• **Provided entries**:
============================================================

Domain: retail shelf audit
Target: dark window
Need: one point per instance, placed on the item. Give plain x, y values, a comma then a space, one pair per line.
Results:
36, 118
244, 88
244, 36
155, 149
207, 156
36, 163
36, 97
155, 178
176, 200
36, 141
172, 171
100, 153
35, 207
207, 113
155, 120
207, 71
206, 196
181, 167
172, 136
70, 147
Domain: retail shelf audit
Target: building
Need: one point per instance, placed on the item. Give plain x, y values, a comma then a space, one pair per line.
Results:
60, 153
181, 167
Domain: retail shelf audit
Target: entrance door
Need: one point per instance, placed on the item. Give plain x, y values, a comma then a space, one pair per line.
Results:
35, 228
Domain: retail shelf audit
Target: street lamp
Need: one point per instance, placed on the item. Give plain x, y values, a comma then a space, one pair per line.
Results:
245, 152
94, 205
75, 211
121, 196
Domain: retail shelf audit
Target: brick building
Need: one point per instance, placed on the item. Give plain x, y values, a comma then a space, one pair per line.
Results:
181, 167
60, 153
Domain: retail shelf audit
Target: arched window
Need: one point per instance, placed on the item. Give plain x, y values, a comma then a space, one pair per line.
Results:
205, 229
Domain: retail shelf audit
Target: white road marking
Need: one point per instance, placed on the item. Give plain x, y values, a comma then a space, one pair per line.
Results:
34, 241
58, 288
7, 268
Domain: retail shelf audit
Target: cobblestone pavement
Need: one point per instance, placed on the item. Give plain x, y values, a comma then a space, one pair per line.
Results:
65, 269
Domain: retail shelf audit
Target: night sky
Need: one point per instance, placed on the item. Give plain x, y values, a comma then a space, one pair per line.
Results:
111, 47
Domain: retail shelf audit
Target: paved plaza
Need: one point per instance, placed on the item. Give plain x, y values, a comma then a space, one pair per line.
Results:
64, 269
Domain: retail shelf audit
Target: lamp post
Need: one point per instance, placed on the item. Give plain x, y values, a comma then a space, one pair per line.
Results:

============================================================

• **What is needed**: All of the data shown above must be copied exactly.

• **Complete output**:
Domain: retail shelf audit
Target: dark window
Need: one point per instance, placed on the item. Give plain x, y values, a comma then a space, one pair per line.
Results:
36, 118
244, 88
244, 36
155, 149
207, 156
36, 163
36, 97
155, 178
176, 200
36, 141
172, 171
100, 153
35, 207
207, 113
155, 120
207, 71
206, 196
181, 167
172, 136
70, 147
Domain: retail shelf audit
Target: building
Need: one point per instance, placed on the item. Give plain x, y values, a comma then a space, one pair per line.
Results:
60, 153
181, 167
Domain: retail shelf audit
Target: entrance door
Need: one point per instance, placed on the item. Give plain x, y values, a comma then a space, one pair per line.
Results:
35, 228
Domain: retail shelf audit
Target: street lamp
Need: one point per instance, placed on the item. Give plain x, y values, a comma then a space, one pair per line.
Results:
245, 152
94, 205
75, 211
121, 196
Domain: retail shelf audit
Target: brick building
Need: one point per instance, placed on the item. Give plain x, y values, a comma then a space, one pair per line.
Results:
181, 167
60, 153
Domain: retail shelf audit
Target: arched window
Need: one point per instance, placed on the item. Give plain x, y values, a comma then a space, one pair per line.
Results:
205, 229
Domain: retail shelf audit
Target: white road marking
Need: one point per instance, placed on the item. Give plain x, y values, a comma then a space, one pair per line.
Results:
34, 241
58, 288
7, 268
Domain: retail shelf audit
Target: cobblestone pavement
Need: one point per instance, placed on the item. Give plain x, y values, a comma then a space, one pair per line.
Results:
65, 269
Domain: retail shelf audit
Target: night sky
Need: one point per instance, placed on the item. Give plain x, y values, a comma then a space, one pair per line.
Results:
111, 47
Domain: retail shelf audit
Target: paved plaza
Need: one point per instance, placed on the item. Give plain x, y values, a comma then a space, one pair per line.
Results:
64, 269
Domain: retail shelf audit
Target: lamp post
Need: one point per instance, placed on the item. Give plain x, y values, a comma then a space, one pair per line.
Results:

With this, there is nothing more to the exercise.